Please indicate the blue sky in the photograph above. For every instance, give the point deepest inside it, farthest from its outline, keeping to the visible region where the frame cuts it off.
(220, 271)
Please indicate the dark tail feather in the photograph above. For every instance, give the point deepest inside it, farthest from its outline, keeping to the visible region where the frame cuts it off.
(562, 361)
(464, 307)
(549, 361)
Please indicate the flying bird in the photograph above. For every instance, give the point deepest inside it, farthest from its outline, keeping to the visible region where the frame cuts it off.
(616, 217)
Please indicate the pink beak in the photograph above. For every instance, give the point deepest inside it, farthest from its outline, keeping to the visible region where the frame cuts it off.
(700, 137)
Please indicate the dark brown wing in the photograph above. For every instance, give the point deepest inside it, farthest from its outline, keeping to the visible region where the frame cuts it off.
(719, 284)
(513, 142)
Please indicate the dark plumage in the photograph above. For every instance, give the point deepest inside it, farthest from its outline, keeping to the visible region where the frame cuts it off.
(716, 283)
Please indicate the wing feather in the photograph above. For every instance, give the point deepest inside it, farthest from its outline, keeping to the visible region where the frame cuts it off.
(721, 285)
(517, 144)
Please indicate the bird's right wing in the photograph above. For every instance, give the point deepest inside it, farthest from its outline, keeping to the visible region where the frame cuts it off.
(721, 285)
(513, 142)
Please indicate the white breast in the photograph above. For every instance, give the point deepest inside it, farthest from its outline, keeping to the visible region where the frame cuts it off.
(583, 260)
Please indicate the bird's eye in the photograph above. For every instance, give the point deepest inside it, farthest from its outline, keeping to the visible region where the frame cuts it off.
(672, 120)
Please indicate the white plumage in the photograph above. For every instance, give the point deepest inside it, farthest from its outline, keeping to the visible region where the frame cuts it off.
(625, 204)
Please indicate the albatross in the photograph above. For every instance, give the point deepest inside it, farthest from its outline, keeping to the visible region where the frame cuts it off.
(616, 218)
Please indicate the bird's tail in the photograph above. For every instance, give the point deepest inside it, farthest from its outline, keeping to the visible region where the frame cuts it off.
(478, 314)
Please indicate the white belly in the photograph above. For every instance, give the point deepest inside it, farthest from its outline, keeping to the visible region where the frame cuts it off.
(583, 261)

Exercise task:
Quote every line of the data above verbatim, from the first line to the last.

Problem solution:
Please indicate the blue sky in the photograph above. For every instance, give the point deepest inside it, farthest from its outline, keeping to the visible region where the frame cuts it off.
(220, 271)
Please indicate the dark tail feather in the photograph above. For every instance, give the point deepest inside it, farthest from its outline, keeping to the visible region where the frame cuts it off.
(562, 361)
(464, 307)
(549, 361)
Please indicate the flying bird in the photograph above. For every instance, give the point deepest inside it, farthest from its outline, keeping to the visible region where the frame cuts it off.
(616, 217)
Please indicate the pink beak in the photograph above. For every instance, give the point deepest inside it, farthest from its outline, keeping to the visible region where the frame cuts it off.
(700, 137)
Please indicate the dark brown wing in the photograph above. For every instance, give the point deepest inside it, farthest from its outline, keeping to the visible region where the frame cuts it off.
(719, 284)
(513, 142)
Please indicate the dark plumage in the photograph above. For every instance, give the point deepest inside it, farthest from its outline, keeping to the visible region where the frame cuts it off.
(716, 283)
Please indicate the wing feather in the photograph above. For every instance, give the point deepest inside it, farthest from its outline, keeping to the visible region where the frame cuts it off.
(721, 285)
(517, 144)
Please indicate the bird's right wing in the photograph above. For every instance, give the point deepest inside it, farthest from its outline, keeping to the visible region where the frame cuts it off.
(721, 285)
(513, 142)
Please indicate the white breast in the photograph above. For every instance, give the point deepest inside it, farthest from its outline, keeping to the visible region where the frame cuts it off.
(583, 260)
Please indicate the bird's eye in the photograph above. For every instance, give the point deepest inside it, farthest from its outline, keeping to the visible region where the frame cuts it off.
(672, 120)
Please indicate the white plumage in the photograph above. For every instance, give the point deepest inside it, farthest from its outline, keeping to the visible region where the frame cuts it off.
(625, 204)
Please indicate the albatross in the photograph above. For every instance, give the point deepest inside it, farthest from its outline, keeping to the visible region where the frame cuts it off.
(616, 218)
Please indicate the bird's tail in the photograph above. For every instance, give the point deepest inside it, farthest from its outline, keeping to the visible region where the frame cuts it off.
(478, 314)
Please indicate the white belly in the photograph above. For every instance, give the point deepest inside it, farthest from its outline, keeping to the visible region where the frame cuts it off.
(583, 261)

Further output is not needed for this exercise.